Every entry below must be retyped exactly, and the pictures must be left out.

DATA:
________________
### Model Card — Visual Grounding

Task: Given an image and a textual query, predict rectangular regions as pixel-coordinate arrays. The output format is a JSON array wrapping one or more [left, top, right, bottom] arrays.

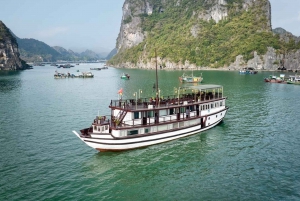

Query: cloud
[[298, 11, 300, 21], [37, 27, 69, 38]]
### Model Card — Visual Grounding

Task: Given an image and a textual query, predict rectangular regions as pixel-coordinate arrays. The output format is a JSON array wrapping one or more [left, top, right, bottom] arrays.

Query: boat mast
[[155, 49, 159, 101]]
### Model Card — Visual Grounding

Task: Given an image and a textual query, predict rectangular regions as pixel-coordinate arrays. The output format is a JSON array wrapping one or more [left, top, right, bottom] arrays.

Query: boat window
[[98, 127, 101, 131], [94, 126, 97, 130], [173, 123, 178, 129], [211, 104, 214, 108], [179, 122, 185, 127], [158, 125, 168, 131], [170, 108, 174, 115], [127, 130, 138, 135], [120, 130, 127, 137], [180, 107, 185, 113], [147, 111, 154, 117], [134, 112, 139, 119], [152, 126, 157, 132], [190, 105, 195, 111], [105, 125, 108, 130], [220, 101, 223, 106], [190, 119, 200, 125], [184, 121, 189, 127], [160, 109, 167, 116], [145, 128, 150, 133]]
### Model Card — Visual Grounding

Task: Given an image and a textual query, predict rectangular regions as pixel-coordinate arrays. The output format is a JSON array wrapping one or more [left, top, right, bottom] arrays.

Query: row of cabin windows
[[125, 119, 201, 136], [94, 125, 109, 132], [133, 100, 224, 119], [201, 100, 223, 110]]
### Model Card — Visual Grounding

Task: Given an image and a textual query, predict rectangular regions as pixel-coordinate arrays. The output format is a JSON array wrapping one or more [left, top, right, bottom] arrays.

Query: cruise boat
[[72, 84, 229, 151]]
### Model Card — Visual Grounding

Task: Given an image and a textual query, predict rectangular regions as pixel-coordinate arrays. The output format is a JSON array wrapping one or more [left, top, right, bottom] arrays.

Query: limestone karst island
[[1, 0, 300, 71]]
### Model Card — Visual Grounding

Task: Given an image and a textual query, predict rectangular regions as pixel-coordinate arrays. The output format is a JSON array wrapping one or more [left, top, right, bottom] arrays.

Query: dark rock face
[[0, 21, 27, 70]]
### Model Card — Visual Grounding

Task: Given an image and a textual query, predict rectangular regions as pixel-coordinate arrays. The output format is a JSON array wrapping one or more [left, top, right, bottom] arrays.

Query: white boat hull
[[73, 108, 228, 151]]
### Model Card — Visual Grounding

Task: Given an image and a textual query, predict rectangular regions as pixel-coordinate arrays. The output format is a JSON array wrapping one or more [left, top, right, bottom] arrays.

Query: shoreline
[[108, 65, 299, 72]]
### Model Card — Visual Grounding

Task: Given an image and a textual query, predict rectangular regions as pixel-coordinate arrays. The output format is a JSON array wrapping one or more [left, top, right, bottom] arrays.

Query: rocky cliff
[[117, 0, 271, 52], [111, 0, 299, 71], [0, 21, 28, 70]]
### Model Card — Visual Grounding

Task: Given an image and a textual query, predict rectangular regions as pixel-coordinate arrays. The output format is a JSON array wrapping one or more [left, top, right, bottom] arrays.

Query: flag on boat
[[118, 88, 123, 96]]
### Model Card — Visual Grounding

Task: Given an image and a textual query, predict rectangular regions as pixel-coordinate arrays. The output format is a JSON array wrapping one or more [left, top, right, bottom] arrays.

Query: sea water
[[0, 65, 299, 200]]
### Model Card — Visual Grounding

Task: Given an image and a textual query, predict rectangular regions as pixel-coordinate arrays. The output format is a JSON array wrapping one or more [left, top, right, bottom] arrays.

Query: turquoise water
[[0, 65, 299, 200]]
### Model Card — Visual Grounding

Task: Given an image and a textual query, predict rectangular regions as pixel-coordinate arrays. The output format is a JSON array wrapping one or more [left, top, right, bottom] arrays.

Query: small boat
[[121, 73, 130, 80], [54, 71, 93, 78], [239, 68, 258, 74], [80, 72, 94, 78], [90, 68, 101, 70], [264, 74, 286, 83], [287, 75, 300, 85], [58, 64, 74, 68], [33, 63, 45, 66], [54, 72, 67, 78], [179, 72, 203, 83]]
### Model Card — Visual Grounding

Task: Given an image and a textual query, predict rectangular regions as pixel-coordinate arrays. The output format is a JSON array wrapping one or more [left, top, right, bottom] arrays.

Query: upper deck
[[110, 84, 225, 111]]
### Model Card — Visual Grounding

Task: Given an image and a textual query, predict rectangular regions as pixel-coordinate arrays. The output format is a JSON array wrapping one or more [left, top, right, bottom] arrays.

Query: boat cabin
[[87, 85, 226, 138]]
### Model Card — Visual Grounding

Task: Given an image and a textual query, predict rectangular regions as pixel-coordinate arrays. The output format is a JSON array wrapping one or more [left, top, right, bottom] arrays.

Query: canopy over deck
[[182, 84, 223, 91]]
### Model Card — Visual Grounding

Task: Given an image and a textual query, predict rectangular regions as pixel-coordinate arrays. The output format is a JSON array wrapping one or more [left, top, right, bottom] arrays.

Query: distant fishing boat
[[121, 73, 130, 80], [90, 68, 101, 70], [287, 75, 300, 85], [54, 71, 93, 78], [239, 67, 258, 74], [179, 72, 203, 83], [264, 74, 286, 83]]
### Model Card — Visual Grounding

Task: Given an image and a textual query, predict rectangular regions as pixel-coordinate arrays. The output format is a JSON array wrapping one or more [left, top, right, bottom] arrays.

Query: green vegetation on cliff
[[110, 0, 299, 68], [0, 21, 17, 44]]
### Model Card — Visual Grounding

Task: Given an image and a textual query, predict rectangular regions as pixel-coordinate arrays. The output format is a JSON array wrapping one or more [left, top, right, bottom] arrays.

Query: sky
________________
EXERCISE RESPONSE:
### Model Card — Visual Grounding

Task: Given an image and a textual query, predict rectangular regions as pixel-coordinate arrays. The output format is a JSON array wrapping one or more [left, top, right, bottom] arrays.


Query: cloud
[[298, 11, 300, 21], [37, 27, 69, 38]]
### Model Card — Visual Grounding

Task: Given an image and a textual query, predict rectangular regions as pixel-coordinate arrays. The output format is a JSON array wrapping one or more [left, top, right, bottom] arrays.

Query: boat mast
[[155, 49, 159, 101]]
### Model Card — Visual Grounding

Task: Given an image and a textual query, predict rectangular regions as pixel-coordinate arrays. The output format is a JSON array wrapping one or more [left, top, right, bottom] arrays.

Query: boat window
[[98, 127, 101, 131], [94, 126, 97, 130], [173, 123, 178, 129], [211, 104, 214, 108], [179, 122, 185, 127], [158, 125, 168, 131], [170, 108, 174, 115], [127, 130, 138, 135], [120, 130, 127, 137], [180, 107, 185, 113], [147, 111, 154, 117], [134, 112, 139, 119], [152, 126, 157, 132], [190, 105, 195, 111], [105, 125, 108, 130], [220, 101, 223, 106], [190, 119, 200, 125], [184, 121, 189, 127], [160, 109, 167, 116], [145, 128, 150, 133]]
### Model Card — Visual Grounding

Task: Given an image and a textual query, predict rectangular regions as pixel-coordinate arrays. The output format is a JSON array wrapping one or more [left, top, right, bottom] arrays.

Query: row of cabin windows
[[125, 119, 201, 136], [94, 125, 109, 132], [133, 100, 224, 119], [201, 100, 223, 110]]
### Model Card — Visual Grounding

Task: Given an image and a textual query, predict rectangular regions as pixel-coordinate arrays. The output format is a JSON array wrapping one or more [left, top, right, bottom] arrays.

Query: cruise boat
[[72, 84, 229, 151]]
### Model Card — Visual Grounding

Task: Given an image and a textual query, predict rectangular regions as pixel-coordinate arrays. The output format is a JSON array wrapping one or more [left, top, right, bottom] arrays.

Query: limestone karst island
[[1, 0, 300, 71]]
### Model Card — Visual Grounding

Task: Given an image and a textual query, predict rectangular regions as pixel-coordinate arrays. The output format is a JSON array wrapping one or more [left, top, right, bottom] arrays.

Query: dark rock face
[[0, 21, 27, 70]]
### Model Card — Visual Grounding

Task: Given an image and a textual query, predict rectangular regions as pixel-coordinate arrays. The output format is a JSON array wrapping one or more [left, top, right, bottom] arrays.

Query: white boat hull
[[73, 108, 228, 151]]
### Model Card — Visual Grounding

Task: Given an image and a textual query, predict rectangular regions as pixel-coordinate arrays. The output format is a JSON array wrapping one or more [left, top, right, bottom] arrays.

Query: shoreline
[[108, 65, 299, 72]]
### Model Card — Visual Grounding

Task: Given an image and a textual query, predict rectangular regions as pixel-coordinate arrays. The output format is a JSON array wrapping one or more [left, top, right, bottom] arrays.

Query: rocky cliff
[[117, 0, 271, 52], [111, 0, 299, 71], [0, 21, 28, 70]]
### Model Card — Visual Grounding

Task: Given an image and a textual query, predict rectangular regions as pixel-coordinate arrays. The output format is a JSON array wrapping one or more [left, top, right, bottom] arrays.

Query: flag on boat
[[118, 88, 123, 96]]
### Model Card — Visual Grounding

Task: Given an image and a textual query, predict rectangular regions as pixel-coordinate arrays. The output format is a JSON array wrapping one or more [left, top, right, bottom] arrays.

Query: sea water
[[0, 65, 299, 200]]
### Model Card — Visual Grounding

Task: Given an image and a textual query, predict rectangular regions as pixel-coordinate arrays. The output format is a JSON array wrapping one or more [left, top, right, bottom] arrays.

Query: turquoise water
[[0, 65, 299, 200]]
### Model Card — Visual Grounding

Task: Given an image and a textual query, predict rectangular regions as pixel-coordinate arrays. The output format is a JSON array wrapping one or more [left, top, right, bottom] arrays.

Query: small boat
[[121, 73, 130, 80], [54, 71, 93, 78], [239, 68, 258, 74], [80, 72, 94, 78], [90, 68, 101, 70], [264, 74, 286, 83], [287, 75, 300, 85], [58, 64, 74, 68], [33, 63, 45, 66], [54, 72, 67, 78], [179, 72, 203, 83]]
### Model Card — Visual Grounding

Task: Given an image and a textual query, predict rectangular regions as pixel-coordinate arrays. The output format is a JSON array wrapping one or more [left, top, right, bottom] arrays.

Query: upper deck
[[110, 84, 225, 111]]
### Model Card — Visual Grounding

Task: Given an image and a textual query, predict rectangular regions as pixel-coordinate arrays. The output format is a JSON array wrapping one or more [left, top, right, bottom] arrays.

Query: boat cabin
[[87, 85, 226, 138]]
### Model Card — Visual Grounding

Task: Given an image and a textual query, predict rectangular regions as pixel-coordinate arrays. The output format is a JSON array wrapping one or more [left, top, right, bottom] arrays.

Query: canopy over deck
[[182, 84, 223, 91]]
### Model Card — Visual Grounding

Task: Given an image and a textual query, predict rectangular regions as pixel-coordinate arrays. The output format is a JSON array wrapping one or more [left, top, right, bottom] arrays.

Query: distant fishing boat
[[121, 73, 130, 80], [90, 68, 101, 70], [287, 75, 300, 85], [54, 71, 93, 78], [239, 67, 258, 74], [179, 72, 203, 83], [264, 74, 286, 83]]
### Model Card — Visual Grounding

Task: Given an image and a textual query, predict rectangular regions as pixel-coordinate arrays. The output format is a JSON array wrapping one or more [left, top, right, bottom] arrays.

Query: green vegetation on cliff
[[110, 0, 299, 68], [0, 21, 17, 44]]
### Model Card — Visual Grounding

Task: Given an image and a textual query, predict rectangular regions as pixel-coordinate arrays. The output format is a JSON array wrapping one or more [left, top, right, bottom] arrays.

Query: sky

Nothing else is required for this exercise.